What the task requires:
Collect all lines from the records below that include the word "bark".

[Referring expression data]
☆ ☆ ☆ ☆

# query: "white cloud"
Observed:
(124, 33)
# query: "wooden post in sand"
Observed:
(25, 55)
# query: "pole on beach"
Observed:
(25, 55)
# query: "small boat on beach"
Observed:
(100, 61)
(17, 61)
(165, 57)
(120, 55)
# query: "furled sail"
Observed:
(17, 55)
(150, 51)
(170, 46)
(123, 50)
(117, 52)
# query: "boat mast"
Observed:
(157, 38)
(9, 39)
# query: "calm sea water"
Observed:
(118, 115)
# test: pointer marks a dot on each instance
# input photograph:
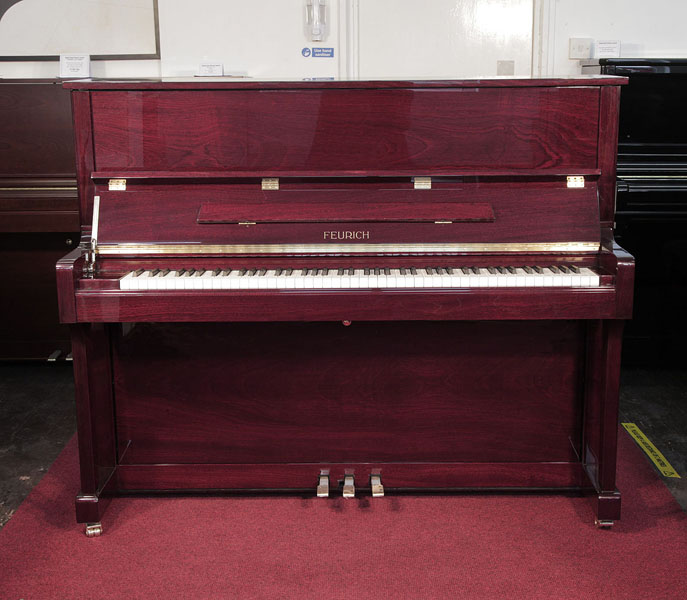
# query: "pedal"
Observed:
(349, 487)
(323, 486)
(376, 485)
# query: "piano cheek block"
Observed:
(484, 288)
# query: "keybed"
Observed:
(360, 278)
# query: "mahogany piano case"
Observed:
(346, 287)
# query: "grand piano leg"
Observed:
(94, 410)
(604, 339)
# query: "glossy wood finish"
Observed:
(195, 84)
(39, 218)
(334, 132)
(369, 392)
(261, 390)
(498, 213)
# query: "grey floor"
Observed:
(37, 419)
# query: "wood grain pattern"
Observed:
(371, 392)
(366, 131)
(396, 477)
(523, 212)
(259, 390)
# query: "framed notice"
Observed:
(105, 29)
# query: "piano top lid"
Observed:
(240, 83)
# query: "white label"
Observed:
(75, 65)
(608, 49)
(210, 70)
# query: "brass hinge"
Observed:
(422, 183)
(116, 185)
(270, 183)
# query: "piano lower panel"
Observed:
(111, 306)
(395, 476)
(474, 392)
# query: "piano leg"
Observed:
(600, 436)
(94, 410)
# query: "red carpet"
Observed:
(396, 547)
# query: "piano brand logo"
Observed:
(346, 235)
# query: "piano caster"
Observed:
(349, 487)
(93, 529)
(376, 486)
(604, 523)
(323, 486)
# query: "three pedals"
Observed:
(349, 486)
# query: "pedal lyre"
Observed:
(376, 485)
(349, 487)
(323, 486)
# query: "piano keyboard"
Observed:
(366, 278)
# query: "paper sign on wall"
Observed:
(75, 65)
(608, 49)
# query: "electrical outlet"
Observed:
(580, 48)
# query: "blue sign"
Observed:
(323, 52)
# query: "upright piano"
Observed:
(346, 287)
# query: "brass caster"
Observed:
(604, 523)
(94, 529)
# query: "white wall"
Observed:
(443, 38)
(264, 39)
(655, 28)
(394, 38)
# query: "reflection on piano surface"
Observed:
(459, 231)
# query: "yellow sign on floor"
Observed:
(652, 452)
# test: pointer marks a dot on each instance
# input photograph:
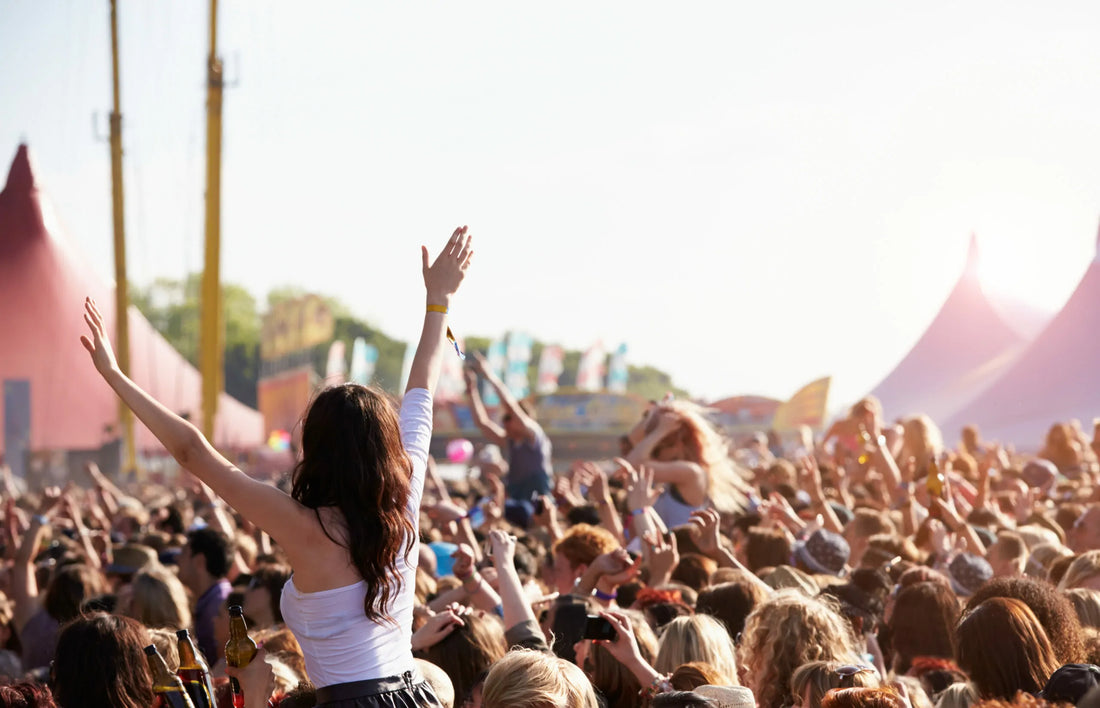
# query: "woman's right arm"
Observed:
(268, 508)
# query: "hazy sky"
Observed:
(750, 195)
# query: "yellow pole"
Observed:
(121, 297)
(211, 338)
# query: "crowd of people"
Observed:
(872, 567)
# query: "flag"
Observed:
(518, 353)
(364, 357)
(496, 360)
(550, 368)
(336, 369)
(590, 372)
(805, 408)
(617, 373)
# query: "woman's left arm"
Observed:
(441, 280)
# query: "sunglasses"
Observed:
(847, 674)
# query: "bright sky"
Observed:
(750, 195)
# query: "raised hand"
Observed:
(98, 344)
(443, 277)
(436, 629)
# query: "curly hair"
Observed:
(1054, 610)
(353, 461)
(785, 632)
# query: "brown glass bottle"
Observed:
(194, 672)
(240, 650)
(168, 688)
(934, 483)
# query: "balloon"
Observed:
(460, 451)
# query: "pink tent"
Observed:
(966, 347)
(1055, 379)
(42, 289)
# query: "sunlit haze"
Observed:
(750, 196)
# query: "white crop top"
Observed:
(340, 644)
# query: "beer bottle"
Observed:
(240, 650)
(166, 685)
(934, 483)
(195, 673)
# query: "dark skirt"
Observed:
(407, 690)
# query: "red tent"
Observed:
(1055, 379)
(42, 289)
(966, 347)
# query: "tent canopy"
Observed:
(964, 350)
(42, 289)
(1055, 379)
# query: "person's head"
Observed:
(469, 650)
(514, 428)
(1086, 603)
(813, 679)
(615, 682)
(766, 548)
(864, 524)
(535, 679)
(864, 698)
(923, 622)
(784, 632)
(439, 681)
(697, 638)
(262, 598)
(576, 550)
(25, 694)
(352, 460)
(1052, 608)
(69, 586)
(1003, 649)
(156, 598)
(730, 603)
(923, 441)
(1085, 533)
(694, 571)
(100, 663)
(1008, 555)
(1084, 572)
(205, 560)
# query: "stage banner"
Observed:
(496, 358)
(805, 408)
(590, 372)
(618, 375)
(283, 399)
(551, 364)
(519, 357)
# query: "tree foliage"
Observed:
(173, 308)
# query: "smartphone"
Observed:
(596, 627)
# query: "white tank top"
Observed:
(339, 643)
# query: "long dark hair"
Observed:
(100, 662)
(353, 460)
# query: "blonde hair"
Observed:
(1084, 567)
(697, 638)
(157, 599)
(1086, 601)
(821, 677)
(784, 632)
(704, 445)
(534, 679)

☆ ☆ ☆ ☆

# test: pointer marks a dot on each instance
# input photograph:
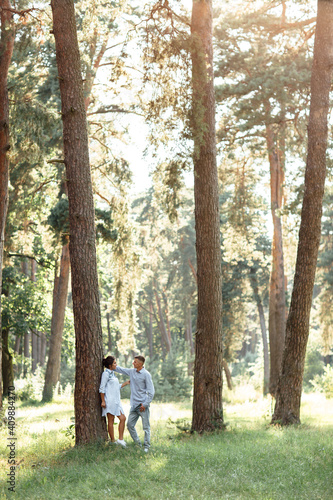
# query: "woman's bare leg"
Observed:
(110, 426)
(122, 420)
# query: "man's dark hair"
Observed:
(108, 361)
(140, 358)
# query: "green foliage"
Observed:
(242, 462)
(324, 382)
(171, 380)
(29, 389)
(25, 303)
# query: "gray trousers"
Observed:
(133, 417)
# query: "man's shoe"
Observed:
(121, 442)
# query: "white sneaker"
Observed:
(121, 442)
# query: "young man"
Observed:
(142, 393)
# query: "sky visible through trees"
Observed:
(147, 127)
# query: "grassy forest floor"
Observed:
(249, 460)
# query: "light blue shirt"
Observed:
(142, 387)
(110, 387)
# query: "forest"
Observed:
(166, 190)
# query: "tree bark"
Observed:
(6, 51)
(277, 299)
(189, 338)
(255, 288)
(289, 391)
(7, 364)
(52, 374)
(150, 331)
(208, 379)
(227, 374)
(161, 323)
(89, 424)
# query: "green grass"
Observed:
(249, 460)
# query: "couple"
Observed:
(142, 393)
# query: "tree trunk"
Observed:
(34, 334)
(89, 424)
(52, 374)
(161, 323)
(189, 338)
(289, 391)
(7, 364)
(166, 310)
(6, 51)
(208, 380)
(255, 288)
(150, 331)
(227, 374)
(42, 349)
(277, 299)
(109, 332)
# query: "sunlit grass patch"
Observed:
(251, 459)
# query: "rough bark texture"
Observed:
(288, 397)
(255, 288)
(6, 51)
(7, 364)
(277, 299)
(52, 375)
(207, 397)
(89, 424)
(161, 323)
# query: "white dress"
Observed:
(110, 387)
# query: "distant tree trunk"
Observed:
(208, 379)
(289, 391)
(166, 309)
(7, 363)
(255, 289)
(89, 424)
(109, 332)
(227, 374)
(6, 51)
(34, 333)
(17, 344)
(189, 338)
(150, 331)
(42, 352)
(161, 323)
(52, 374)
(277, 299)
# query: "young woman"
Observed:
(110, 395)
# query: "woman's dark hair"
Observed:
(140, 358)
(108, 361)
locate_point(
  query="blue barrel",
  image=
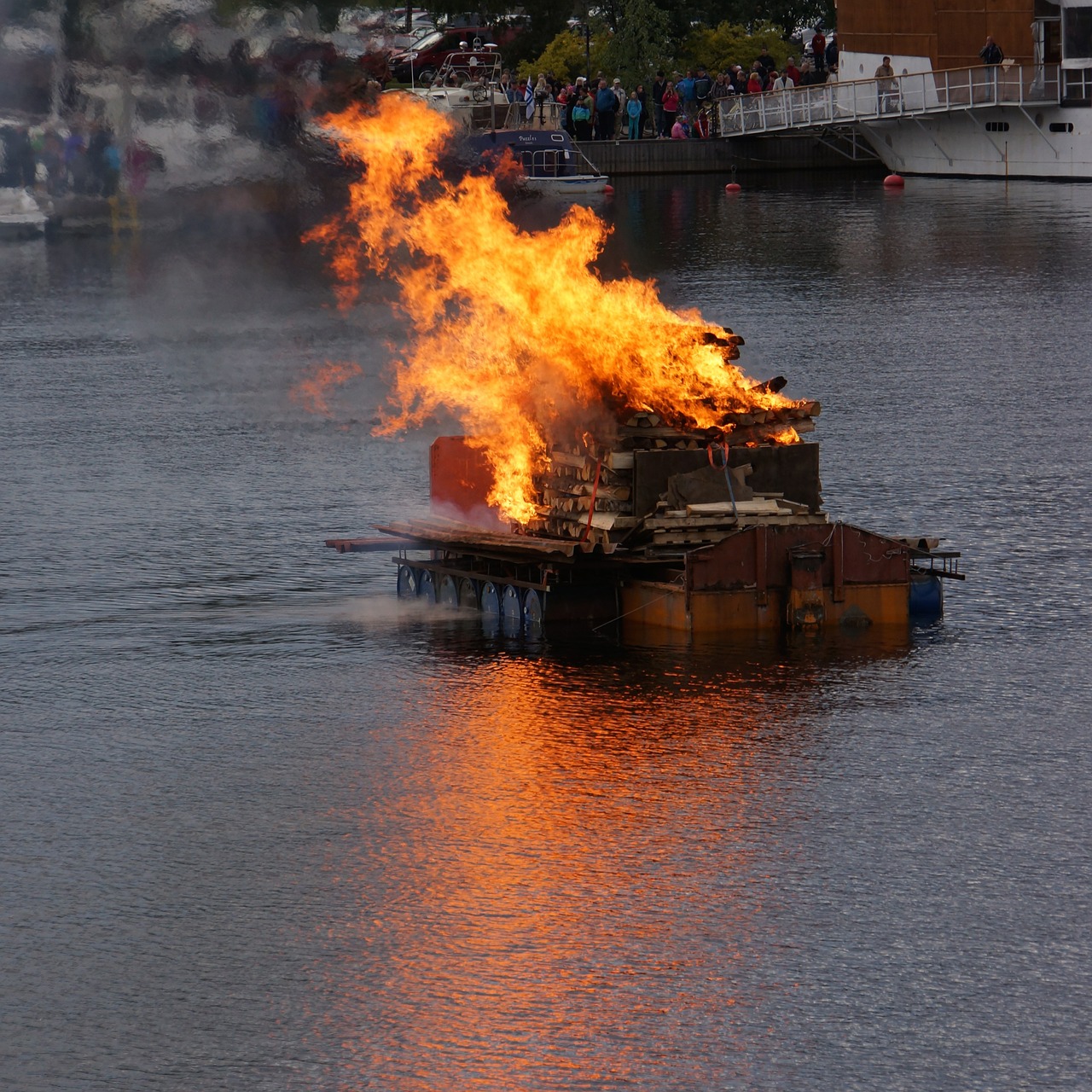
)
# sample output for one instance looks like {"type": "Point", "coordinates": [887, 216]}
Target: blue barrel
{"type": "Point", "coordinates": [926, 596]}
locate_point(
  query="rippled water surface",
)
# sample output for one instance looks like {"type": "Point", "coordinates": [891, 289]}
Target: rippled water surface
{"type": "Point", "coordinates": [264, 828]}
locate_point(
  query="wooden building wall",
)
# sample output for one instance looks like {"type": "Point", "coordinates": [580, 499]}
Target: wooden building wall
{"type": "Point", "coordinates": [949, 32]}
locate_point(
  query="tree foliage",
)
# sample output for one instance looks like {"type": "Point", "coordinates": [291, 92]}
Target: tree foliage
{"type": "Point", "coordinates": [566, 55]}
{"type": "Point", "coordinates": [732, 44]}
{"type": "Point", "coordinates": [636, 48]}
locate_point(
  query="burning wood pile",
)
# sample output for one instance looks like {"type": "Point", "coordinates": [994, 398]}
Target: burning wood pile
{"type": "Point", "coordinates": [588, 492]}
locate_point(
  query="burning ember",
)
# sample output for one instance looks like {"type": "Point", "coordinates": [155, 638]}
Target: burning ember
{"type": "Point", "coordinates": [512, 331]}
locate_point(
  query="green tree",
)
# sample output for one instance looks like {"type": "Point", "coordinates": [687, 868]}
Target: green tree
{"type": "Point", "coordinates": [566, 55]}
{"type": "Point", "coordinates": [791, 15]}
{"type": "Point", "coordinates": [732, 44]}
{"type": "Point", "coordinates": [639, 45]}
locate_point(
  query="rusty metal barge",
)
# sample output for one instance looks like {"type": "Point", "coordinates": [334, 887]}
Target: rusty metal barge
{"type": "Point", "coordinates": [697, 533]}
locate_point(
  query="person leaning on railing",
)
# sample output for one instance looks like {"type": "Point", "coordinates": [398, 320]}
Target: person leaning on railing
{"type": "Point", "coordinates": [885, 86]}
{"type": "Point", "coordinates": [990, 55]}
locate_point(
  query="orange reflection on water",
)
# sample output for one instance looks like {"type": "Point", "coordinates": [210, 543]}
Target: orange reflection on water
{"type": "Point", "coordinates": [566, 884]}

☆ ☆ ☆ ☆

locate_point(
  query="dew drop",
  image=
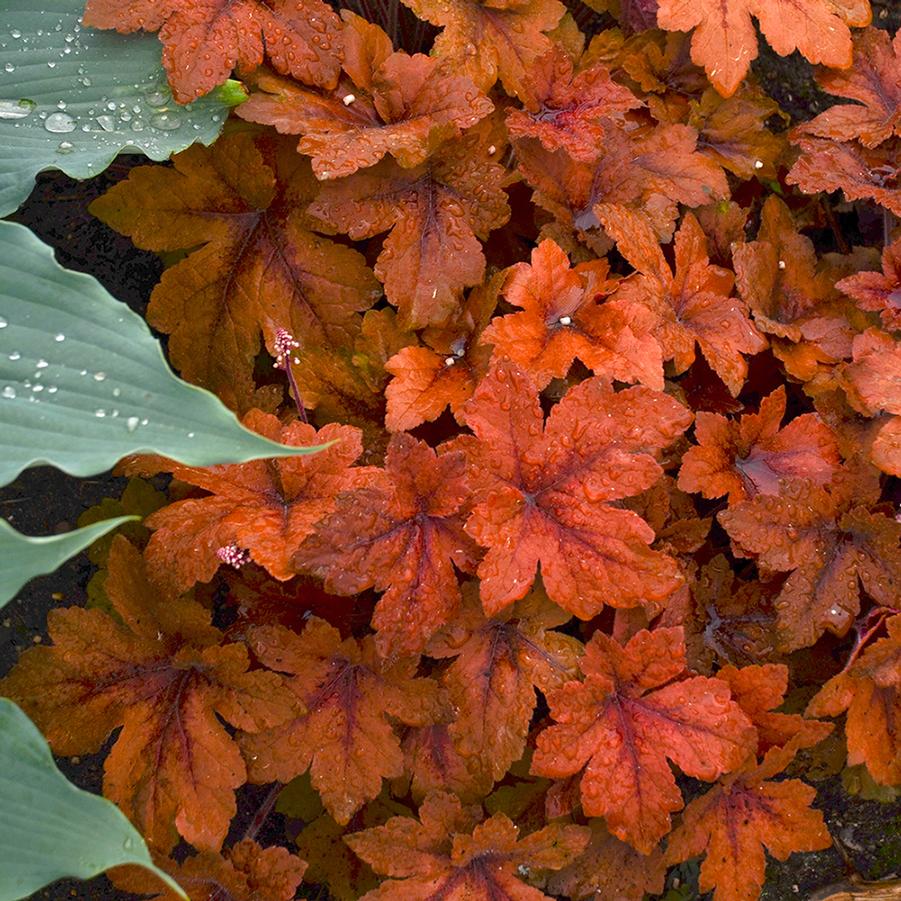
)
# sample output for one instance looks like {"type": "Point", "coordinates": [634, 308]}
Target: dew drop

☆ ☆ ☆ ☆

Finished task:
# query: "tree bark"
# query: "rough bark texture"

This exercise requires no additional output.